▶ [TASK INPUT]:
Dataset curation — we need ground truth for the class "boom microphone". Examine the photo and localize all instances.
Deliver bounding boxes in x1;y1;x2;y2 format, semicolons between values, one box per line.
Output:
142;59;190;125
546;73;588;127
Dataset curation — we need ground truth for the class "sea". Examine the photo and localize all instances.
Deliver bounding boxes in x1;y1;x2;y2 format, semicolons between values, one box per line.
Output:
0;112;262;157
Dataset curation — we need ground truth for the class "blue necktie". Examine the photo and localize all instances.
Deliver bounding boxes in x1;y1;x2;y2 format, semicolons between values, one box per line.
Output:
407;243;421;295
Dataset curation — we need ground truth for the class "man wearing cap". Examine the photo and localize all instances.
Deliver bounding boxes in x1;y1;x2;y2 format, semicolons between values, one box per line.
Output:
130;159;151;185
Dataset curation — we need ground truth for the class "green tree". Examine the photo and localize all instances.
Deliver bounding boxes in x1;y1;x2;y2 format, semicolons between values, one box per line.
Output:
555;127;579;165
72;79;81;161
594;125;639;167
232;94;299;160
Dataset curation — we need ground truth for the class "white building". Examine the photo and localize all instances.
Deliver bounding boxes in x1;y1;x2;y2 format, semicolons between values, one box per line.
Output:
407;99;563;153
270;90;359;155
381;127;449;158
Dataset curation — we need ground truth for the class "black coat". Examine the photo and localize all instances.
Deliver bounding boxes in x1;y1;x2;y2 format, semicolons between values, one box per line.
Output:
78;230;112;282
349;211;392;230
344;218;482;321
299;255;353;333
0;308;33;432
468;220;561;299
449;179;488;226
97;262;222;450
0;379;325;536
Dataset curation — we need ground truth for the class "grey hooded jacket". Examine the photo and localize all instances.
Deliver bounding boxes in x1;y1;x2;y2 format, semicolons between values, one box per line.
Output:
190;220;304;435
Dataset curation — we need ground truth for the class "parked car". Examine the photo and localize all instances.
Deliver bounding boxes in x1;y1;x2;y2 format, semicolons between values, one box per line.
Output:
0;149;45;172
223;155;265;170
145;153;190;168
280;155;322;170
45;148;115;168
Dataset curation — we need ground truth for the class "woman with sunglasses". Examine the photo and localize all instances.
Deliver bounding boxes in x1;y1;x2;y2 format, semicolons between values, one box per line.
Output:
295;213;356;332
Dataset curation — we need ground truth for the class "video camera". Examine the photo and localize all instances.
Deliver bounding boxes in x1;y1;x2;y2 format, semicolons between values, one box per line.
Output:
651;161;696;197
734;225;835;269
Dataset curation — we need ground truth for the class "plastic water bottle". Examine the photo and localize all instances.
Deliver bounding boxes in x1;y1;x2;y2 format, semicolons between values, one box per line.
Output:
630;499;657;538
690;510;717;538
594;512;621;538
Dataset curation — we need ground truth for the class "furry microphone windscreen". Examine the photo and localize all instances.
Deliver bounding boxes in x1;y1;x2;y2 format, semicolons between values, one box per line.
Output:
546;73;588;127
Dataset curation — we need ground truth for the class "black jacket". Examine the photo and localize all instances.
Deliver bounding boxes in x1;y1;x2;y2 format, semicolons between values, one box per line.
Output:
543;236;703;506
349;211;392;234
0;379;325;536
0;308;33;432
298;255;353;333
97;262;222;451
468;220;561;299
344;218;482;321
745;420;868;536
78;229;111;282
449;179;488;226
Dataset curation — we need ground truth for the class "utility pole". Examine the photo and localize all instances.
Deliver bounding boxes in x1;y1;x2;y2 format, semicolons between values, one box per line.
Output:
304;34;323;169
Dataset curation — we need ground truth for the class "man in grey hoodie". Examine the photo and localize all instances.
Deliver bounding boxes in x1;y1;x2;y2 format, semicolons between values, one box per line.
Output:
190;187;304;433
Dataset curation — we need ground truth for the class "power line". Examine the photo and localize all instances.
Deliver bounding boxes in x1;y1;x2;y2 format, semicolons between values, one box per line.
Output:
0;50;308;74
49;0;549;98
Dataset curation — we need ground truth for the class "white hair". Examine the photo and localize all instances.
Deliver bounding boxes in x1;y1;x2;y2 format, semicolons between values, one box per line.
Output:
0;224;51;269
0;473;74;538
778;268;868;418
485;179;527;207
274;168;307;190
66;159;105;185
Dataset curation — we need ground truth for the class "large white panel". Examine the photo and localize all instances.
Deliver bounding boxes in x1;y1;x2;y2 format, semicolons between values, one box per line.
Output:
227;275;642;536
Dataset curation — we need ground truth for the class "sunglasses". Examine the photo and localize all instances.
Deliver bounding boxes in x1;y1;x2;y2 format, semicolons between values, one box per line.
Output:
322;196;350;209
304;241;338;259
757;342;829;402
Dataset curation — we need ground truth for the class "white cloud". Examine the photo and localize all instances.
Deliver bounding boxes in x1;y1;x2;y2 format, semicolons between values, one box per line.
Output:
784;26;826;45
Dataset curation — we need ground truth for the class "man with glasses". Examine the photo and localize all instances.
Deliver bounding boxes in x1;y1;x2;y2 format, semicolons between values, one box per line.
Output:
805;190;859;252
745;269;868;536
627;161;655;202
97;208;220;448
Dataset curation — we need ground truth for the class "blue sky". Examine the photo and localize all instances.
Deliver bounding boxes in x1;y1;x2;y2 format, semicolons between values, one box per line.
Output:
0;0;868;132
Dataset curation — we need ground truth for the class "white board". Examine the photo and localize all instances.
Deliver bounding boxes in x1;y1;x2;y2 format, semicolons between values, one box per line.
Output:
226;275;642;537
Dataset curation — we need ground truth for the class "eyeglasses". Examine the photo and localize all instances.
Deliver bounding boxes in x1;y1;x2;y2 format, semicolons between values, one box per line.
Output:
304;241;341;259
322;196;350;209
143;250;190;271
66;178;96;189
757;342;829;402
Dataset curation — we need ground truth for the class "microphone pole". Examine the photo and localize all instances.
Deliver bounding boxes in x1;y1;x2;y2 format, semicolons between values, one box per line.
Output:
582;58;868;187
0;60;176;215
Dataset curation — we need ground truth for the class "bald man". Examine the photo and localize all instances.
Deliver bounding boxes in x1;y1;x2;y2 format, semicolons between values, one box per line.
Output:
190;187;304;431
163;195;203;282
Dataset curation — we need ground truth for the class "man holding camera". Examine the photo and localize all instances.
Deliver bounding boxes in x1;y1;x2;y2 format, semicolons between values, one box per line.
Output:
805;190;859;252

▶ [PROBLEM DETAILS]:
Give these items as a two-column CSV with the columns "ask" and "response", one row for each item: its full text in "ask" and its answer in "response", each in one quoted field with line breaks turned into spaces. Cover every item.

▶ [THE RESPONSE]:
ask,response
"Dataset curation — we need ground truth for the class ""boom microphone"". Examine the photo and localize all instances. Deliver bounding boxes in x1;y1;x2;y2 format, semicolons between values, one box per line. Output:","142;59;190;125 546;73;588;127"
"Dataset curation — we need ground truth for the class ""sea"". Examine the photo and localize all instances. Deliver bounding boxes in x1;y1;x2;y2 format, semicolons between values, one box per line. Output:","0;112;262;157"
"Dataset curation — we need ground truth for the class ""blue necktie"". Examine the photo and localize all instances. Deliver bounding boxes in x1;y1;x2;y2 format, semicolons between values, one box per line. Output:","407;243;421;295"
"Dataset curation — we need ground truth for the class ""man wearing cap"". Examine the photo and localize all instances. Deliver bounding boxes in x1;y1;x2;y2 format, semicolons between values, one box per line. Output:","130;159;151;185"
"Dataset curation — we need ground truth for the class ""green tree"". Examine the photo and localize all instances. Deliver bounding boxes in x1;y1;x2;y2 format, semicolons between values, one box per line. Output:","555;127;579;165 72;79;81;161 594;125;639;167 232;94;299;160"
"Dataset curation — we need ground truth for the class ""white building"". Examine the photo and localize all instances. Deliver bounding boxes in x1;y1;x2;y2 format, semicolons between values, one box per line. Output:","407;99;563;153 270;90;359;155 381;127;449;158"
"Dataset curation — we need ground truth for the class ""black coat"". Examine the photo and localize all instances. Deliver bounding boxes in x1;y1;x2;y2 format, semicolons between values, one box per line. Output:","78;230;112;282 349;211;392;230 344;218;482;321 299;255;353;333 0;308;33;432 468;220;561;299 449;179;488;226 97;262;222;450 0;379;325;536"
"Dataset curation — we need ground truth for the class ""grey hooded jacket"". Examine the photo and localize all instances. Deliver bounding boxes in x1;y1;x2;y2 format, semicolons between values, one box per line. Output:","190;220;304;435"
"Dataset curation — we need ground truth for the class ""parked car"". Examine the photo and localize all instances. Deliver bounding boxes in x1;y1;x2;y2 format, semicolons between values, one box per line. Output:","0;149;45;172 223;155;265;170 145;153;190;168 280;155;322;170 45;148;115;168"
"Dataset curation — we need ground truth for the class ""woman with sunglasses"". Examine the photo and localize all instances. Deliver bounding boxes in x1;y1;x2;y2 format, semicolons between values, one box per line. Output:","295;213;356;332"
"Dataset curation — we need ground truth for the class ""video camera"". Examine the photo and localize all instances. Deliver bounding boxes in x1;y1;x2;y2 format, semicolons between values, one box per line. Output:","651;161;696;197 734;225;835;269"
"Dataset curation — we need ground truth for the class ""plastic water bottle"". Examine the photo and localize all instances. Deliver bounding boxes in x1;y1;x2;y2 format, semicolons between values, one box per line. Output:","630;499;657;538 690;510;717;538 594;512;621;538"
"Dataset curation — we need ground truth for the class ""furry microphone windscreen"". Examine the photo and localize all instances. Deliver bounding boxes in x1;y1;x2;y2 format, semicolons between values, one box per line. Output:","546;73;588;127"
"Dataset curation — we need ground truth for the class ""black jacket"". Examine the photo and localize all instances. Deliver bounding boxes in x1;y1;x2;y2 format, semicolons between values, one box per line. Output:","543;236;703;506 349;211;392;234 0;379;325;536 0;308;33;432 298;255;353;333 97;262;222;451 468;220;561;299 344;218;482;321 745;420;868;536 78;229;111;282 449;179;488;226"
"Dataset curation — we need ground truth for the class ""utility pole"". Examine the photo and localize all instances. Deliver bounding boxes in x1;y1;x2;y2 format, semicolons between values, one box per line. Output:","304;34;323;169"
"Dataset curation — we need ground truth for the class ""man in grey hoodie"". Examine the photo and localize all instances. Deliver bounding boxes in x1;y1;x2;y2 format, semicolons between values, one box per line. Output:","190;187;304;433"
"Dataset curation — we need ground truth for the class ""power line"". Examine the photo and localize all instances. Deliver bounding boxes in x1;y1;x2;y2 format, semicolons between values, one box per line. Output:","0;50;308;74 49;0;549;98"
"Dataset curation — we need ground truth for the class ""white hair"". Examine the photo and localize all instances. Deliver bounding boxes in x1;y1;x2;y2 format, semicolons between values, one box per line. Output:","0;224;51;269 0;473;74;538 778;268;868;418 485;179;527;207 274;168;307;190 66;159;105;185"
"Dataset curation — we need ground truth for the class ""large white panel"". Examine the photo and localize all instances. Deliver bounding boxes in x1;y1;x2;y2 format, semicolons between values, one box per line. Output:","227;275;642;536"
"Dataset curation — we need ground truth for the class ""sunglasses"". Examine the photo and localize all instances. Deliver bounding boxes in x1;y1;x2;y2 format, semicolons between values, one box per line. Output:","322;196;350;209 304;241;338;259 757;342;829;402"
"Dataset curation — we need ground truth for the class ""white cloud"". Examine the photo and localize all instances. Deliver bounding boxes in x1;y1;x2;y2 format, semicolons between values, one box per line. Output:","784;26;826;45"
"Dataset curation — we need ground truth for the class ""man with glasses"". Examine the photo and localize all instances. Deliver bounding boxes in x1;y1;x2;y2 format, semicolons between values, one box per line. Output:","805;190;859;252 745;269;868;536 627;161;655;202 97;208;220;448"
"Dataset curation — we need ground truth for the class ""blue sky"". Examine the photo and localize all instances. Deliver bounding boxes in x1;y1;x2;y2 format, semicolons between values, one box per line. Output:","0;0;868;132"
"Dataset curation — we need ground truth for the class ""white board"". Examine the photo and localize all instances. Deliver bounding boxes in x1;y1;x2;y2 format, semicolons between values, one box per line. Output:","226;275;642;537"
"Dataset curation — we need ground truth for the class ""eyeglasses"". Examine the photo and localize all instances. Deliver bounding boxes in x1;y1;x2;y2 format, semicolons between values, one box per line. Output:","304;241;341;259 322;196;350;209 143;250;190;271 66;178;96;189 757;342;829;402"
"Dataset curation — we need ground truth for the class ""microphone pole"". Examine the photo and localize all instances. Deliver bounding boxes in x1;y1;x2;y2 format, semicolons between values, one box per line. Output:","582;58;868;187 0;60;176;215"
"Dataset curation — we need ground truth for the class ""bald man"". Examine the photo and localize all instances. Deliver bounding boxes in x1;y1;x2;y2 format, semicolons between values, one box per line. Output:","190;187;304;431 163;195;203;282"
"Dataset curation — we need ground truth for the class ""man holding camera"". Examine the photo and localize all instances. Deliver bounding boxes in x1;y1;x2;y2 format, semicolons between values, one box per line. Output:","805;190;859;252"